#### TO DO
Update the data from the line with "target: sunset glow" to the line with "5], [185, 4]]", replacing "trace the outline" with "draw the boundary" and leaving everything else unchanged. Give back only those lines.
--- START MATERIAL SHOWN ---
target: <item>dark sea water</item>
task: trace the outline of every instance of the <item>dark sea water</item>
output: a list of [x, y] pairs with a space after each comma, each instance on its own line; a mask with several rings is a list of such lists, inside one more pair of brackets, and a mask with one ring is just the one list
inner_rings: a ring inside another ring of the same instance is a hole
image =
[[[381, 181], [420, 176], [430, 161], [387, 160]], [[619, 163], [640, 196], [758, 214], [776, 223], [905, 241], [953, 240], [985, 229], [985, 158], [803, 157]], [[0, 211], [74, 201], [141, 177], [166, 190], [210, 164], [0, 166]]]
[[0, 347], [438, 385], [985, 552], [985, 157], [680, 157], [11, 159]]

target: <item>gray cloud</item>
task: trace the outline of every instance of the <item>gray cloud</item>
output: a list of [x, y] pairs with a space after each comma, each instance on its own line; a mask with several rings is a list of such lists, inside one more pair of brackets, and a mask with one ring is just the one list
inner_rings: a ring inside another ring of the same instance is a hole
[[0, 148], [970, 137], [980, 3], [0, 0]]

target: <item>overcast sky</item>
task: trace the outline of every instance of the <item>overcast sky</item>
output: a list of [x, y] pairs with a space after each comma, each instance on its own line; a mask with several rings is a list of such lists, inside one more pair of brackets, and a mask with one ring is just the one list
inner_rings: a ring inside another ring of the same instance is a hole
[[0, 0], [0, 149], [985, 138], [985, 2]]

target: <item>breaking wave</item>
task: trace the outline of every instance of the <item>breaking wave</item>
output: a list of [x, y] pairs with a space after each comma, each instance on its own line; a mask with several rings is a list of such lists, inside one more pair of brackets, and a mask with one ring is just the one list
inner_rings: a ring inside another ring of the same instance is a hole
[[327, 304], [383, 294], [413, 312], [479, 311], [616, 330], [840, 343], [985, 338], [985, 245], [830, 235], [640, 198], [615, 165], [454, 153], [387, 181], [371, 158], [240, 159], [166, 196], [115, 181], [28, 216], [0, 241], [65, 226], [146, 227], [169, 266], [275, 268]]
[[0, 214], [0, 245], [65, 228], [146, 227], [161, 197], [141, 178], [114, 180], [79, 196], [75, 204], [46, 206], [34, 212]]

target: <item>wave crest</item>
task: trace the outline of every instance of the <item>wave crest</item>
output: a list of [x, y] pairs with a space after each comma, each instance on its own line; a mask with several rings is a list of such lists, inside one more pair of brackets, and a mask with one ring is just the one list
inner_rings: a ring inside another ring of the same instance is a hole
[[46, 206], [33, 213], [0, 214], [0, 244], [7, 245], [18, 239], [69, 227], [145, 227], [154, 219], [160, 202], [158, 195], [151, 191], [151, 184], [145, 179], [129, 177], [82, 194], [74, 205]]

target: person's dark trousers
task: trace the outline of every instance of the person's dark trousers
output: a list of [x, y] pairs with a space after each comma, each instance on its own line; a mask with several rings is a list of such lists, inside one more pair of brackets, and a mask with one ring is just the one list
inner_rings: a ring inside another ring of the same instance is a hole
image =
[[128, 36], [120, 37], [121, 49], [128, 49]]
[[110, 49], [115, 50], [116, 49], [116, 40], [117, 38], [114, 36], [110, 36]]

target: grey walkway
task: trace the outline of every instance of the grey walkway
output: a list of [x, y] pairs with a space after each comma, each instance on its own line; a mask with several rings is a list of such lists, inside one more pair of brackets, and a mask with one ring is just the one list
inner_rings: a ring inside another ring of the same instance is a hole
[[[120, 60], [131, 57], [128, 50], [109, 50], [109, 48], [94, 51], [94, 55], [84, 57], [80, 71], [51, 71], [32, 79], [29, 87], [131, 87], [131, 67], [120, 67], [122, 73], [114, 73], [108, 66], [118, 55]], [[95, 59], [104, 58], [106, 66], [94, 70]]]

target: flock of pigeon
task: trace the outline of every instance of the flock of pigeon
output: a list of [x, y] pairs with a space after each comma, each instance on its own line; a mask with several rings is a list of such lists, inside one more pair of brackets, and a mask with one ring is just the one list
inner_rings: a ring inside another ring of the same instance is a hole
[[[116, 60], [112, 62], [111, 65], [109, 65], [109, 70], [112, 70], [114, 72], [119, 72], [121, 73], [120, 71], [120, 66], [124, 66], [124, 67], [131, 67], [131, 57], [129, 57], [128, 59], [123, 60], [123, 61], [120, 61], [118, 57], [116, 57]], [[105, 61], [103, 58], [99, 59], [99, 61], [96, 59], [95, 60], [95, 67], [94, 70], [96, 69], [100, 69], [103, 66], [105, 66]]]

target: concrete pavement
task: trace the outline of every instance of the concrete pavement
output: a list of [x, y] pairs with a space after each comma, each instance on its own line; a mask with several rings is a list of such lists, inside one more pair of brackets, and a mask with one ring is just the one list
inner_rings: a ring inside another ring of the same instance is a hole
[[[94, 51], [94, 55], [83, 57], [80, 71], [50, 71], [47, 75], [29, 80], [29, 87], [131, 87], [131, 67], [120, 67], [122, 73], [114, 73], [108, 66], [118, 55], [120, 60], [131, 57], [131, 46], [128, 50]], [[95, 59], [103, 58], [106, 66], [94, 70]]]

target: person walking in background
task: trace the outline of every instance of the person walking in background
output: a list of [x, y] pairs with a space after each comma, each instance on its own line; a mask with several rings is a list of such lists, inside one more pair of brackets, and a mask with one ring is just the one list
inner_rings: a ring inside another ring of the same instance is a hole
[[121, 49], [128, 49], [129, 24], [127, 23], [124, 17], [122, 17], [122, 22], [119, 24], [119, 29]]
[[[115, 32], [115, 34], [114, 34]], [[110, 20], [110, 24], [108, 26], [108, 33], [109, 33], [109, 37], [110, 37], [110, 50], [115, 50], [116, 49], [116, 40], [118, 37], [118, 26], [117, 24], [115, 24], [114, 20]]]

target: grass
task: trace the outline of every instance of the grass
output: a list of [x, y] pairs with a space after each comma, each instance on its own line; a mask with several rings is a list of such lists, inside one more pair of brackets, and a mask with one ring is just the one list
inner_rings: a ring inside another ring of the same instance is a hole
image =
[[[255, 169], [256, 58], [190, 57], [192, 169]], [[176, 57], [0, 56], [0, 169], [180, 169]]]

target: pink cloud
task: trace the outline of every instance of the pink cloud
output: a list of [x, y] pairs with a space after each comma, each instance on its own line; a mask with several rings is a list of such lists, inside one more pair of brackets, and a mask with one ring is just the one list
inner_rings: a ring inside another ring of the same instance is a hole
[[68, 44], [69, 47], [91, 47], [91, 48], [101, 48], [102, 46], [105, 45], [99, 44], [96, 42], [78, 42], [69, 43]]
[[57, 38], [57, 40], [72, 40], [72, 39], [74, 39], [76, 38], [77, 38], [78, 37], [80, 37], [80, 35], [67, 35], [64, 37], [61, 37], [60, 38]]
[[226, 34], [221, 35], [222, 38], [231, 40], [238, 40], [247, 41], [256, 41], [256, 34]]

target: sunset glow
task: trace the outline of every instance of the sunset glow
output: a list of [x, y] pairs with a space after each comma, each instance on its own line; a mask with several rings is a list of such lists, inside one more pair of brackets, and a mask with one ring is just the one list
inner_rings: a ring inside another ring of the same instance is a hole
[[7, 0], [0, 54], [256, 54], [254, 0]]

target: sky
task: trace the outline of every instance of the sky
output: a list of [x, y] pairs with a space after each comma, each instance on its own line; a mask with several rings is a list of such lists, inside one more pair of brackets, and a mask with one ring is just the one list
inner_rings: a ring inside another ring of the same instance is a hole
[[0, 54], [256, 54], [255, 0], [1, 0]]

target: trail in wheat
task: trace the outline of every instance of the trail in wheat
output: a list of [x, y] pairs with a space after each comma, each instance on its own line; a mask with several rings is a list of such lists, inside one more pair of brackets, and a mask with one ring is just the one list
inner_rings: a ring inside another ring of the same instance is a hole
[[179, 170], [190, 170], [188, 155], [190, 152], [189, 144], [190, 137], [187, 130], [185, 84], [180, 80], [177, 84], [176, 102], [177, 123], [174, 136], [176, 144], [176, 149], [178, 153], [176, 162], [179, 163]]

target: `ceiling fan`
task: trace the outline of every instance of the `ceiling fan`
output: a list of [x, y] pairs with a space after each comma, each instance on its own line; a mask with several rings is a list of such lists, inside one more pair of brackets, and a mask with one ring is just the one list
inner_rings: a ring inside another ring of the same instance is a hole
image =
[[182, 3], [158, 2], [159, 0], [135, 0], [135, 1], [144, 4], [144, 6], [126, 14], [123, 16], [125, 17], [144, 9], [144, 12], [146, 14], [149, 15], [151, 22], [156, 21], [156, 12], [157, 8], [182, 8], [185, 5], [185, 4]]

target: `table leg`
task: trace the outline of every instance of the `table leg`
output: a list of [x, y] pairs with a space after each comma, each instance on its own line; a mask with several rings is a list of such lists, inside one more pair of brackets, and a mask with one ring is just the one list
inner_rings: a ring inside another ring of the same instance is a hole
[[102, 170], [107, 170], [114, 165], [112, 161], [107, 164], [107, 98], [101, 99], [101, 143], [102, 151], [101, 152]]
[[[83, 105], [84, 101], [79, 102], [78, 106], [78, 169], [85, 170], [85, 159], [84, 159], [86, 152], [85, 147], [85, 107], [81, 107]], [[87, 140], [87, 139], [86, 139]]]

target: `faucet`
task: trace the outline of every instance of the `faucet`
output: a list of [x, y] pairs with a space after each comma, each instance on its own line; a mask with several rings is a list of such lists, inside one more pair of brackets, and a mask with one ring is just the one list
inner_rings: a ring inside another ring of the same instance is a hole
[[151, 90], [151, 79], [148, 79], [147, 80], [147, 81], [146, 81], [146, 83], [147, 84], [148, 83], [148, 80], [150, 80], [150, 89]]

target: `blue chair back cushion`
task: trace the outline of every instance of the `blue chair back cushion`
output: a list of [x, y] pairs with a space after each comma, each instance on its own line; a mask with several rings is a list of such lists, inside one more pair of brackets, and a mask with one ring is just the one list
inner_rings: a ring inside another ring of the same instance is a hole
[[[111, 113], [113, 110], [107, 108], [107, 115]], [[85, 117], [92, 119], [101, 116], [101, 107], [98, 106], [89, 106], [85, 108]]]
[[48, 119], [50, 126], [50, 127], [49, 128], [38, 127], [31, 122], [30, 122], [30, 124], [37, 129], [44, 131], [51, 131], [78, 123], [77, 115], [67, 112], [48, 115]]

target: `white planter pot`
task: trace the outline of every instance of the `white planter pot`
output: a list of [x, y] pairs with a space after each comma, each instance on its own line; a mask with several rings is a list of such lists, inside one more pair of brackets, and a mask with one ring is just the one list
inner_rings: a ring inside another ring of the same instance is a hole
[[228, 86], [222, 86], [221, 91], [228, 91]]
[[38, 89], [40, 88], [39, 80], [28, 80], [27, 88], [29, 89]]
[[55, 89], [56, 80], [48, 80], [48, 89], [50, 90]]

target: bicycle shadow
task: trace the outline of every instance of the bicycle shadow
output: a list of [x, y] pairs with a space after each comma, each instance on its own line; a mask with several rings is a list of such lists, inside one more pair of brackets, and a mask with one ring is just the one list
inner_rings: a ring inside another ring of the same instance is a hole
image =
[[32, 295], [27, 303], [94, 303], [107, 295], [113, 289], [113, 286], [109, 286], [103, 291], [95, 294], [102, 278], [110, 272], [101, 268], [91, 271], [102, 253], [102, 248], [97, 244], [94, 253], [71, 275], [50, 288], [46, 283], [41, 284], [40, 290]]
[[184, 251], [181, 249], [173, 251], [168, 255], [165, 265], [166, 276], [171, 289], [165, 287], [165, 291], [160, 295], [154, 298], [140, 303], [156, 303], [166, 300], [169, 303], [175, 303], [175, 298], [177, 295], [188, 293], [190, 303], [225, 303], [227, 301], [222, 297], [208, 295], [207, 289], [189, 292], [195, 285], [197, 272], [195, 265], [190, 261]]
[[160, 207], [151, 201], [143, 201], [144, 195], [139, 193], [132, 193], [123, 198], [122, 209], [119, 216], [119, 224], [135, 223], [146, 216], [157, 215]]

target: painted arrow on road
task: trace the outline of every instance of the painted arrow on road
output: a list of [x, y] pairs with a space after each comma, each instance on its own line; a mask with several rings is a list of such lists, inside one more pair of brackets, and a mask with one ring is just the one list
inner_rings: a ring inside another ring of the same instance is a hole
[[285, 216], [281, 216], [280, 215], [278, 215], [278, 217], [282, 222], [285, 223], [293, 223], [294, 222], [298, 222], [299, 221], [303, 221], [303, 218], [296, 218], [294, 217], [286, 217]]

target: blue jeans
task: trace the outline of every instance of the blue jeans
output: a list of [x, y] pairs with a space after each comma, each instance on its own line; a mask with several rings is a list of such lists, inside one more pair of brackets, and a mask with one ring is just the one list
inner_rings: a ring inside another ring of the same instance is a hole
--- END MATERIAL SHOWN ---
#### WRITTEN ANSWER
target: sunset glow
task: draw the boundary of every instance of the sunset glow
output: a list of [x, y] pairs with a space after each comma, each instance on its own line; a mask with several rings is a list of such lists, inside one more pair of brackets, and a mask with one ring is just the one list
inner_rings: a ring inside another ring of the same instance is a hole
[[7, 0], [0, 54], [256, 54], [254, 0]]

target: sky
task: draw the boundary of every instance of the sky
output: a list of [x, y] pairs with a space after each comma, each instance on its own line; a mask with several rings is a list of such lists, inside one more pair of brackets, and a mask with one ring is just the one list
inner_rings: a ring inside another ring of the same instance is a hole
[[0, 54], [256, 54], [255, 0], [1, 0]]

target: trail in wheat
task: draw the boundary of every instance of the trail in wheat
output: a list of [x, y] pairs with a space after each comma, each instance on its own line; a mask with several rings is a list of such lists, inside one more pair of brackets, and a mask with one ring is just the one list
inner_rings: a ring inside another ring of the same instance is a hole
[[179, 170], [190, 170], [188, 155], [190, 152], [189, 144], [190, 137], [187, 130], [185, 84], [180, 80], [177, 84], [176, 102], [177, 123], [174, 136], [176, 144], [176, 149], [178, 153], [176, 162], [179, 163]]

target: `ceiling fan`
task: draw the boundary of every instance of the `ceiling fan`
output: a list of [x, y] pairs with a space after each comma, each instance on its own line; a mask with several rings is a list of such lists, inside one more pair of brackets, and a mask with one ring is just the one list
inner_rings: a ring inside another ring of the same instance is a hole
image =
[[182, 3], [158, 2], [159, 0], [135, 0], [135, 1], [144, 4], [144, 6], [126, 14], [123, 16], [125, 17], [144, 9], [144, 12], [146, 14], [149, 15], [151, 22], [156, 21], [156, 12], [157, 8], [182, 8], [185, 5], [185, 4]]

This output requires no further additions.